[PAGE EXCERPT]
◆ ◆ ◆ ◆

# Horse’s Death Exposes Illegal Horse Transporter



## BowmanFarms (Jul 24, 2014)

wow that is terrible. So sad to hear about things like this.


----------



## GeorgiaGirl (Jun 16, 2014)

How AWFUL!!!! :-(


----------



## GeorgiaGirl (Jun 16, 2014)

Did he just fall down at some point and they didn't know it? It's hard to tell what happened really... poor baby!!!!!!


----------



## dkb811 (Oct 15, 2013)

I guess he just feel down, not sure. Did you see the pics of his feet stuck in the bars? The only thing I'm sure about is they sure didn't handle the situation in a responsible manner. So sad for that horse!


----------



## BowmanFarms (Jul 24, 2014)

The full picture of him while he was still stuck in the trailer brought me to tears. 
I couldnt imagine being the owner and seeing those pictures.


----------



## egrogan (Jun 1, 2011)

Wow, this story is heartbreaking. I've never hauled or had a horse hauled long distance, but why would any company ever think it was acceptable to leave a horse dead on the side of the road like that? Just so sad to think about that kind of suffering.


----------



## natisha (Jan 11, 2011)

I would like to know the details of that trailer. The divider is too far from the floor or not high enough. There was just enough room for his legs to slip under & get caught. 
Modern trailers have much more room under the divider so the horse can spread his legs for balance & if they do fall they aren't usually wedged in by their legs, although their body can get stuck depending on how they fall. Older styles have the divider all the way to the floor & while not ideal better than leaving a gap. He had no way to right himself.

There also appears to be a lot of swelling behind his ears which looks like some sort of head trauma, as expected from a down & tied horse.

There was straw which can also be slippery. What surface was under the straw?

They should have checked him when they knew something was amiss after the turn, when he probably slipped. The outcome may have been the same but at least if found sooner he would have had a chance.

◆ ◆ ◆ ◆

[INFORMATION SUPPLIED]
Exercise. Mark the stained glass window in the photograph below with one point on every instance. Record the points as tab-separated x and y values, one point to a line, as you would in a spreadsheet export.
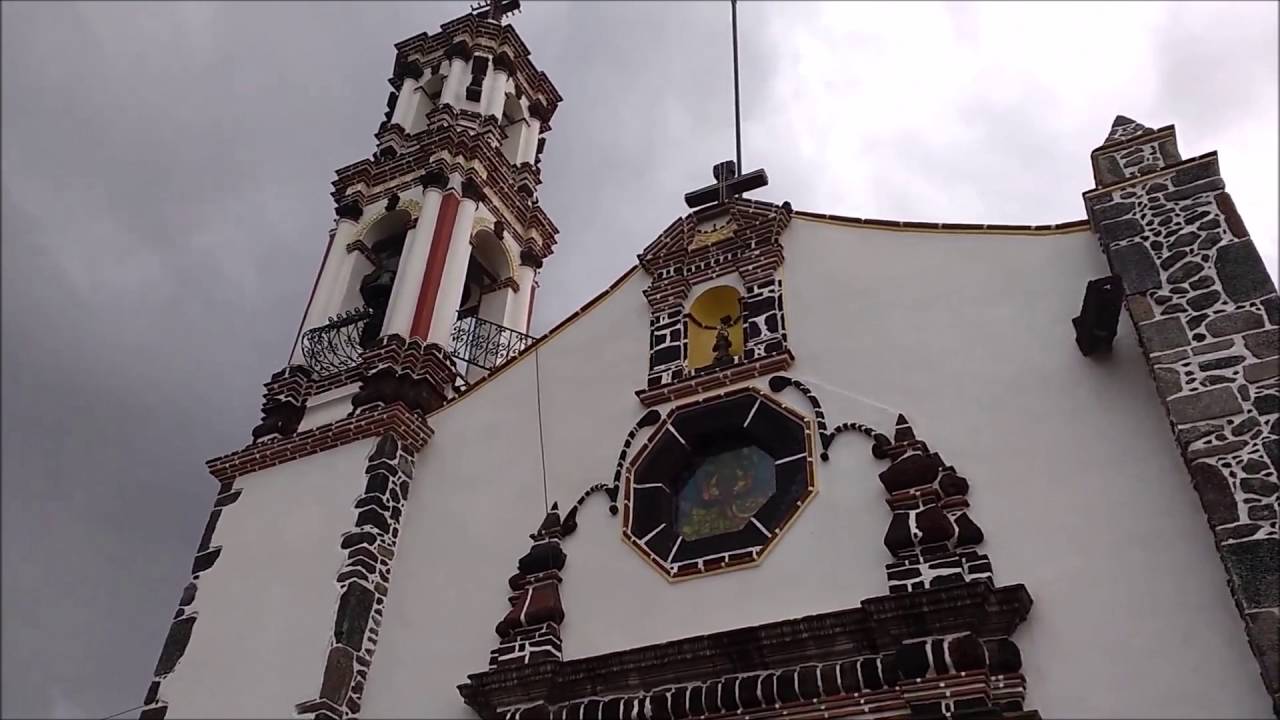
723	492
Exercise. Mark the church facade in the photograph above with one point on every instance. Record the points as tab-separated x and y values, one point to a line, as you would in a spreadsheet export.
789	465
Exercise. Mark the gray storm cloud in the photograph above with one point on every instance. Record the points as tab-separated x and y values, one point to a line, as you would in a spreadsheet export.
165	178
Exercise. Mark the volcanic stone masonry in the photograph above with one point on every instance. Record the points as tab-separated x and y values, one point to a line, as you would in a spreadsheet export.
1207	315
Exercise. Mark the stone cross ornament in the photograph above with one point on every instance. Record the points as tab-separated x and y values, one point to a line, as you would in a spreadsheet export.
727	185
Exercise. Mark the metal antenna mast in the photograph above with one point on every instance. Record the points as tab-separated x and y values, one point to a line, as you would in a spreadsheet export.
737	109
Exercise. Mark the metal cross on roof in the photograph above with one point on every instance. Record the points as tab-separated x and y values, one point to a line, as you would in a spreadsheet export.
727	185
494	9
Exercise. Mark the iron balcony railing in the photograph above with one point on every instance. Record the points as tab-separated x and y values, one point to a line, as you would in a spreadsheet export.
485	345
336	345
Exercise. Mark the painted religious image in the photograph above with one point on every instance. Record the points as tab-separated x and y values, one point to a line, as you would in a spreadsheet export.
725	492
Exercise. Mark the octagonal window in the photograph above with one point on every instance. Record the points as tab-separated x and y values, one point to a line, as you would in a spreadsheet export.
725	492
717	482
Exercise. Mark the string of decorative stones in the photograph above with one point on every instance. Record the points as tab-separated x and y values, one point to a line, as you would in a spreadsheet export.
777	383
942	652
362	582
284	402
1208	322
184	619
530	632
612	490
754	251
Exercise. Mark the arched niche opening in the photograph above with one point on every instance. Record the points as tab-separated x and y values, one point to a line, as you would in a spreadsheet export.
374	270
513	127
713	328
430	91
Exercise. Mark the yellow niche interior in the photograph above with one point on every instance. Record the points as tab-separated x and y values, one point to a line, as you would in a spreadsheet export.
703	320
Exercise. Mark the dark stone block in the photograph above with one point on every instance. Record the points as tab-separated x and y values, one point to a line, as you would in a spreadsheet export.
339	670
1116	231
1168	333
1252	565
1221	363
1242	273
1211	185
376	483
224	500
1215	493
1205	405
910	472
1193	173
1264	343
1201	282
1215	450
1266	404
1264	487
1111	212
1185	272
188	595
352	618
1234	222
208	536
1234	323
1203	300
913	660
1271	306
205	560
1261	513
1136	267
1169	382
362	537
174	646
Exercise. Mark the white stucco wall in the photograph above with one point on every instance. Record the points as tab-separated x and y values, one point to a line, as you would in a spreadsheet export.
1075	482
266	607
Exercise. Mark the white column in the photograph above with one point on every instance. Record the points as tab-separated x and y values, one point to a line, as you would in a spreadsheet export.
332	281
529	141
401	114
453	276
494	94
455	83
408	274
517	308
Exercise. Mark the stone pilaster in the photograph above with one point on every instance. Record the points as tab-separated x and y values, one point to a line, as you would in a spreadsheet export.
530	630
362	582
1207	319
284	402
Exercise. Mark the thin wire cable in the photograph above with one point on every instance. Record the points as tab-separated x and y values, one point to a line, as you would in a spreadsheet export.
542	445
737	110
123	711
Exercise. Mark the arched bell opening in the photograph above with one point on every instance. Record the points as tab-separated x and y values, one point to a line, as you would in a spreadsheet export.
713	328
383	245
515	127
480	338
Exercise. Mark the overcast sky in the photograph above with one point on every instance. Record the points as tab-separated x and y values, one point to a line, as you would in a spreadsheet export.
165	205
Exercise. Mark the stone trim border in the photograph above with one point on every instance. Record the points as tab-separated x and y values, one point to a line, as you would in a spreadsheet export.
867	659
260	456
184	619
1207	319
364	580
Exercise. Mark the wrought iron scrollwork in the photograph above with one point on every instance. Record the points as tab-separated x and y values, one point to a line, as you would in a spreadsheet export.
336	345
485	345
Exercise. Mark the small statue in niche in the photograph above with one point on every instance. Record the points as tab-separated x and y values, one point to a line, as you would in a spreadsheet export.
375	287
723	346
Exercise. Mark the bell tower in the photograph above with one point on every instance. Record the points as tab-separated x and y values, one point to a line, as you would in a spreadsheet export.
439	235
426	285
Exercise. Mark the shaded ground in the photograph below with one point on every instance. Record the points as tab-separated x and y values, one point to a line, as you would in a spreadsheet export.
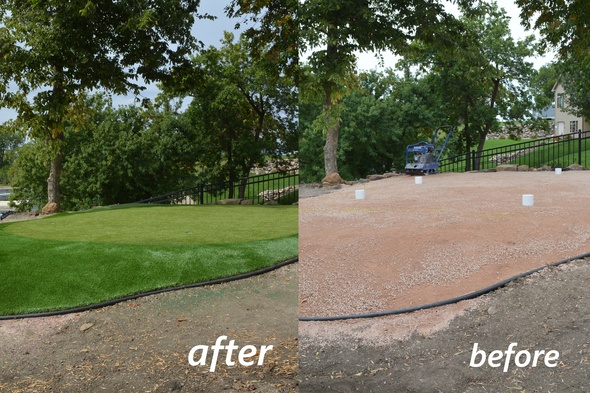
406	244
142	345
548	311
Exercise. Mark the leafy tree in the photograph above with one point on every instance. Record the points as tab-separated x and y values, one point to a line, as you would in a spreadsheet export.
484	76
118	156
244	109
274	30
53	50
332	31
379	119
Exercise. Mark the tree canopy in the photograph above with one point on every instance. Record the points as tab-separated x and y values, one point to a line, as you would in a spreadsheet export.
53	50
332	32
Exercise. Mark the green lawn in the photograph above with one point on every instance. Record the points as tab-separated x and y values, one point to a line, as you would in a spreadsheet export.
76	259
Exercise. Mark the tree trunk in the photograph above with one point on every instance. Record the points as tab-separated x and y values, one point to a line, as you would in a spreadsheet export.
331	146
53	192
482	136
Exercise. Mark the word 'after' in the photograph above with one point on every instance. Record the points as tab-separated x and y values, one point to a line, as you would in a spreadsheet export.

◆ ◆ ◆ ◆

[WHAT IS ASKED]
1 > Quote the horse transport thread from "## egrogan (Jun" up to and including "under & get caught.".
2 > Decide whether each statement agrees with the horse transport thread, answering yes or no and quoting the deciding words: (a) natisha writes that modern trailers leave more room under the divider; (b) egrogan has had a horse hauled a long distance; (c) natisha notes that straw can be slippery.
Answer from the horse transport thread alone.

[EXPECTED OUTPUTS]
1 >
## egrogan (Jun 1, 2011)

Wow, this story is heartbreaking. I've never hauled or had a horse hauled long distance, but why would any company ever think it was acceptable to leave a horse dead on the side of the road like that? Just so sad to think about that kind of suffering.


----------



## natisha (Jan 11, 2011)

I would like to know the details of that trailer. The divider is too far from the floor or not high enough. There was just enough room for his legs to slip under & get caught.

2 >
(a) Yes: "Modern trailers have much more room under the divider"
(b) No: "I've never hauled or had a horse hauled long distance"
(c) Yes: "There was straw which can also be slippery."